#### Work to complete:
In your answer, print every record exactly as it is written.
────────────────────────────────────────
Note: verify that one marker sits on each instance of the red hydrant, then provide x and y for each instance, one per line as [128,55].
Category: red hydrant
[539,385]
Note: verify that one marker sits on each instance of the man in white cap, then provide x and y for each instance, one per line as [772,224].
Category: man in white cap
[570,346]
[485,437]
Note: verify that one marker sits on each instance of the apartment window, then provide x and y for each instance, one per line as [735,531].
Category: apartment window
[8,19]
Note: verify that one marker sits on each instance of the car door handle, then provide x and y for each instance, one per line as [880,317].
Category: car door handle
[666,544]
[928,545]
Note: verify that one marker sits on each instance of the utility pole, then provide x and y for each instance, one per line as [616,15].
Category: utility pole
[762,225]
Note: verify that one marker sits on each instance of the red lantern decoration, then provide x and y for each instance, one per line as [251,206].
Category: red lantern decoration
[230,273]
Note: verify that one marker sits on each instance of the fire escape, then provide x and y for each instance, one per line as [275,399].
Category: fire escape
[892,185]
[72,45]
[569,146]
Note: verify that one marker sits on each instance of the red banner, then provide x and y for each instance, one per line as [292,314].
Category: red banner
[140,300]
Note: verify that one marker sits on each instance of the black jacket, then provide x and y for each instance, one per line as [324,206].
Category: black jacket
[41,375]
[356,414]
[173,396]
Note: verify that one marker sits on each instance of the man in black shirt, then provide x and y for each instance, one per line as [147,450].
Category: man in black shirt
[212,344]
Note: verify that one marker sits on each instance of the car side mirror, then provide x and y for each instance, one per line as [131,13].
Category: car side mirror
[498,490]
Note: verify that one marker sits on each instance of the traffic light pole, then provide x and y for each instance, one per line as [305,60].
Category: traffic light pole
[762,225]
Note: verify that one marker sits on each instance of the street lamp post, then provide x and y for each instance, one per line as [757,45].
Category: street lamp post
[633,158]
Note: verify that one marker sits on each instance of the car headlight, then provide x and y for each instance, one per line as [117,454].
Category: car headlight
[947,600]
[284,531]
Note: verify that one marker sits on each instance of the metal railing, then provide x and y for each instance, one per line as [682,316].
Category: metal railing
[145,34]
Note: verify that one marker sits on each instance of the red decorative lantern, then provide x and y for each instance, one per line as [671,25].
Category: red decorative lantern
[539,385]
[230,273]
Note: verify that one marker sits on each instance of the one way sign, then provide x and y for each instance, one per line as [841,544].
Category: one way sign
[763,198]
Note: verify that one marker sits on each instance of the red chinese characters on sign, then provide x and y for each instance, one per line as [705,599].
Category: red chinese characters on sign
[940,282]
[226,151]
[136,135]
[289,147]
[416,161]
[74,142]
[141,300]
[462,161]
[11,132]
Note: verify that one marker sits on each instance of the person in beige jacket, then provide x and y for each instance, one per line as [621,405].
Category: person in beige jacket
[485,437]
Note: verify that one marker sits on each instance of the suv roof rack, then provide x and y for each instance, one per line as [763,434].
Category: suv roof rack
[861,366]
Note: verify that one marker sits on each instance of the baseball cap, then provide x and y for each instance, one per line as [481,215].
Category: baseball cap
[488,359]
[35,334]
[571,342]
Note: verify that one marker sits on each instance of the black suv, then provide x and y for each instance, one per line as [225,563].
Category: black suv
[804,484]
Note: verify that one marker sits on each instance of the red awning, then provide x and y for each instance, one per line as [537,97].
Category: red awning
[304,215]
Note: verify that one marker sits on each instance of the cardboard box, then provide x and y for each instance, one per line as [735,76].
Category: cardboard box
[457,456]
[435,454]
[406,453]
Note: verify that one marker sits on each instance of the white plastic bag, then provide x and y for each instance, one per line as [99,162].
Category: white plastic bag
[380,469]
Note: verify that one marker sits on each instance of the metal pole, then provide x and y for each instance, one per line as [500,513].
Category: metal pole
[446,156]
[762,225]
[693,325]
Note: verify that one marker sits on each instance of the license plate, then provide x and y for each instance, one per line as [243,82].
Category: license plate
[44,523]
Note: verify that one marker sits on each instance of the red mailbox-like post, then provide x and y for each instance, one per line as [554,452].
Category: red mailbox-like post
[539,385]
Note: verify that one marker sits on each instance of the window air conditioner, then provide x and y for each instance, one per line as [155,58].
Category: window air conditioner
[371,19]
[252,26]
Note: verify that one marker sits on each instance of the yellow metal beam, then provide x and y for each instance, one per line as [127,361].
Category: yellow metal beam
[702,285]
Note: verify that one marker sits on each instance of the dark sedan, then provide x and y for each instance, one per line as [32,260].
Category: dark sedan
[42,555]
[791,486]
────────────────────────────────────────
#### Expected output:
Note: verify that one marker sits on each instance of the red hydrant, then provide x and y for each instance, one per line as [128,55].
Category: red hydrant
[539,385]
Note: verify that one marker sits on each instance of the man in white cap, then provide x and y for each instance, one per line as [772,224].
Category: man in white cap
[570,346]
[485,437]
Note: verify that one marker sits on each instance of the apartment window, then provide x and y for each instance, one per line as [735,531].
Category: apartment window
[8,19]
Note: verify that one marker sits on each instance of the car door handle, then provide x and y for each instance, one per line as [880,317].
Category: car door handle
[666,544]
[928,545]
Note: verify that one marker sits on each instance of the utility pole, then provide x and y for each instance, one per line as [616,15].
Category: utility pole
[762,225]
Note: verify that one marker sits on each instance of the red lantern decoration, then provide x and y for each instance, one per line as [251,206].
Category: red lantern decoration
[230,273]
Note: verify that one marker sits on each instance of the fire escape, then provide x and y for each instance, one per line as [275,399].
Category: fire escape
[892,185]
[72,45]
[569,146]
Note: verify that one marker sits on each instance of the red banner, then provide x and y for each instance, one per line as [292,314].
Category: red banner
[140,300]
Note: verify that one marker sits on each instance of the black jacket, then provide x and y for each instance, one per line as [324,206].
Category: black jacket
[41,375]
[356,414]
[173,396]
Note: verify that one marker sits on each instance of the man in black shirt, then provide x and y for each instance, one per line as [147,450].
Category: man in black shirt
[212,344]
Note: verify that one marker sits on each instance of the car side mirror, then provide x and y for each instance, one per line as [131,13].
Category: car side mirror
[498,490]
Note: verify that one marker sits on each instance of the traffic light pole, then provide x and y for each instance, one per line as [305,60].
Category: traffic light pole
[762,225]
Note: verify that one marker sits on each instance of the street lamp post, then provide x and y for each instance, one per line as [757,45].
Category: street lamp post
[633,158]
Note: verify that one marker sits on each instance of the car headlight, then provide x and y for each instance, one per line as [117,454].
Category: car headlight
[947,600]
[284,531]
Note: verify that one marker sits on each instance of the metal railing, then provide x and y for each instance, one per line as [682,316].
Category: metal railing
[145,34]
Note: verify that one marker sits on each instance of the red decorative lantern, then provide x and y for each instance, one per line as [671,25].
Category: red decorative lantern
[539,385]
[230,273]
Note: verify that one marker sits on each instance of the one way sign, then provide x and y for each instance, one per line as [841,544].
Category: one way sign
[763,198]
Note: verify that one marker sits on each instance of the red chinese characters on sign, then provide x and y for each instance, one per line as [705,599].
Category: red chinese characters on sign
[940,282]
[226,151]
[136,135]
[289,147]
[416,161]
[74,142]
[141,300]
[462,161]
[11,132]
Note: verify that one marker sits on each instance of the person in beige jacket, then provide x and y for each instance, one per line as [621,405].
Category: person in beige jacket
[485,437]
Note: verify that one marker sits on each instance of the suv roof rack, then provide x and y for each instance, one per line as [763,434].
Category: suv roof rack
[861,366]
Note: verify that one marker sits on each instance of the baseball cap, then provide x and y for each instance, one per line as [481,215].
Category: baseball cap
[488,359]
[35,334]
[571,342]
Note: verify that one marker sits on each instance of the black suv, then provide x and y for each instance, one per line as [225,563].
Category: black suv
[804,484]
Note: verify that one marker sits on each instance of the red awning, then provide x and y for each instance, one per line as [537,97].
Category: red awning
[304,215]
Note: verify that one marker sits on each instance of the cardboard box, then provide x and y for each instance, one per line as [735,76].
Category: cardboard box
[457,456]
[435,454]
[406,453]
Note: verify that one marker sits on each instance of the white plastic bag, then provide x and y for each instance, one per line as [99,162].
Category: white plastic bag
[380,469]
Note: verify that one marker sits on each instance of the metal pole, then provide x and y for each instance, one per line as [500,513].
Category: metal pole
[446,156]
[762,225]
[693,325]
Note: verify that one marker sits on each instance of the license plate, then provide x and y for each instance, one per line as [243,82].
Category: license plate
[44,523]
Note: verify that one marker sits on each instance of the red mailbox-like post, then provide x and y for each instance, one per line as [554,452].
Category: red mailbox-like post
[539,385]
Note: verify that one marker sits on each instance of the window air conditioner, then provide x and y for each instance, one per line as [155,58].
Category: window air conditioner
[371,19]
[252,26]
Note: verify that one marker sits on each instance of the yellow metal beam, then provide x and y for each instance, one per line as [127,361].
Category: yellow metal beam
[702,285]
Note: verify that one marker sits on each instance of the dark sedan, then provide x and y for each instance, one per line as [32,260].
Category: dark sedan
[42,555]
[791,486]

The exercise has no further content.